Task description:
Pick out every line in the rows below that contains the string "wooden", and copy each one. Case counts.
** Begin **
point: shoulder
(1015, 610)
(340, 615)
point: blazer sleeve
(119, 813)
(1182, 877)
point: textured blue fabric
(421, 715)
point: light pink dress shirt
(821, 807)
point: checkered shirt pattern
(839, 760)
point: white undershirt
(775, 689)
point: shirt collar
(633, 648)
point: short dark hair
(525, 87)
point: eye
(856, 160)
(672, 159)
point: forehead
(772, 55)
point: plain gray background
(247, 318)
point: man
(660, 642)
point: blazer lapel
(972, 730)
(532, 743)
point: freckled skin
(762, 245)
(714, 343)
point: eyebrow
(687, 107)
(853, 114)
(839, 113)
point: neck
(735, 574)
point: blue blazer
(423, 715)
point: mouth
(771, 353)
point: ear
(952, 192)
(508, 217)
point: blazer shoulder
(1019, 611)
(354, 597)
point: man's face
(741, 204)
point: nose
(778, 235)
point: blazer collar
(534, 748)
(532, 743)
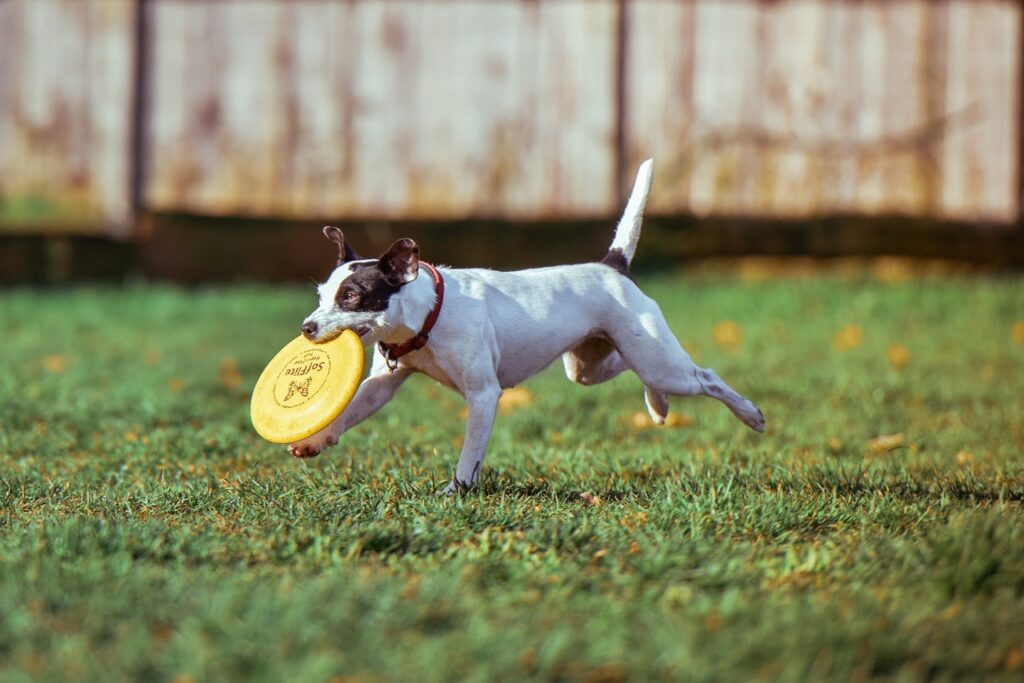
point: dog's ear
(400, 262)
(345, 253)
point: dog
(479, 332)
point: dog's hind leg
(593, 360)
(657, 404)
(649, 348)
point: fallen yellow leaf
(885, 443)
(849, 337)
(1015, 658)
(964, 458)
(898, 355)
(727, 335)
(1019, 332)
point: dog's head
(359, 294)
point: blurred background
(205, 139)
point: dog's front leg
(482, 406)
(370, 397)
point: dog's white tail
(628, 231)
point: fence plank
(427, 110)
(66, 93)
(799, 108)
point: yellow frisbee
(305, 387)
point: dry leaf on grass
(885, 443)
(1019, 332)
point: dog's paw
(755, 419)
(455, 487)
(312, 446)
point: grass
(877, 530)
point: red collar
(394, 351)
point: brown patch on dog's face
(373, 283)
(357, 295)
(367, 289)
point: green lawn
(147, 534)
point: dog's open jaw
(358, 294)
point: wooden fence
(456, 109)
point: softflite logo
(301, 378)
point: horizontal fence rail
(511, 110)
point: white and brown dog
** End **
** Begin **
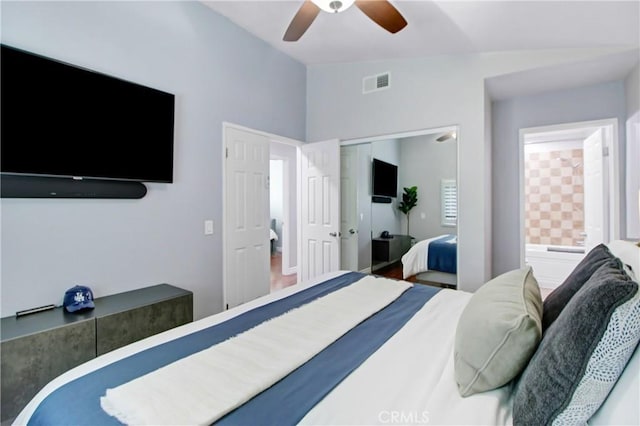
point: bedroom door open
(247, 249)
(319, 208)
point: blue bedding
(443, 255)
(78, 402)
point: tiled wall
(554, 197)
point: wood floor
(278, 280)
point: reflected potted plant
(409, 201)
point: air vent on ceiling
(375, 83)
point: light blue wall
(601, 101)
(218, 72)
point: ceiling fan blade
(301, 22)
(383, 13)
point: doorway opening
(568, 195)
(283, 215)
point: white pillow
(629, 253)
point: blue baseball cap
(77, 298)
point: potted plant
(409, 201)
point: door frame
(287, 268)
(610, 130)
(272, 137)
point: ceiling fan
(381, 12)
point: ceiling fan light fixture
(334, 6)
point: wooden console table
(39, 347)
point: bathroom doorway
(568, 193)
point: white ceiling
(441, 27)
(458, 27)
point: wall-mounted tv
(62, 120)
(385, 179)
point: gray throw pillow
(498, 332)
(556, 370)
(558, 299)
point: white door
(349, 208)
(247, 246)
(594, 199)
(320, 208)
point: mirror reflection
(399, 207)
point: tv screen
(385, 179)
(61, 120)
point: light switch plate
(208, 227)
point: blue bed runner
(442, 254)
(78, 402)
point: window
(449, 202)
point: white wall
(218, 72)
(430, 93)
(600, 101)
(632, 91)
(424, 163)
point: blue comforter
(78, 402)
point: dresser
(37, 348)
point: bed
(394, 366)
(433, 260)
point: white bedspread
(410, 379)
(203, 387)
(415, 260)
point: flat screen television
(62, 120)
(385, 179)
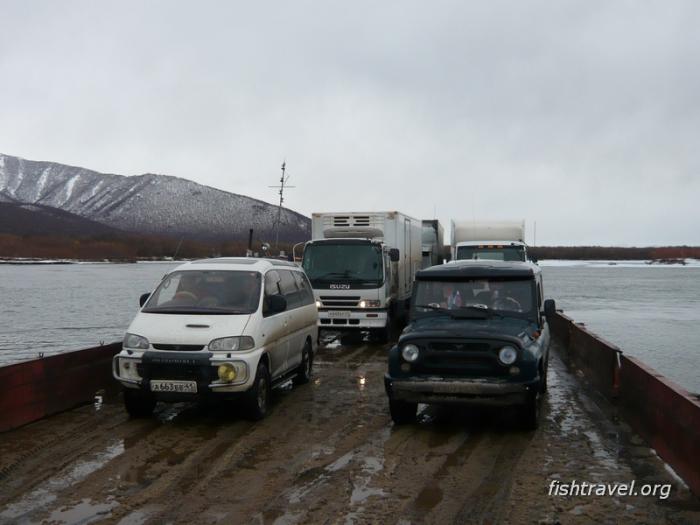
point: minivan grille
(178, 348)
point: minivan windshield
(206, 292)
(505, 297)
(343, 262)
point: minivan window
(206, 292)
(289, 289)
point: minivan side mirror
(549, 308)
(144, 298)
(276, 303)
** End **
Exercise result:
point: wooden fence
point: wooden console table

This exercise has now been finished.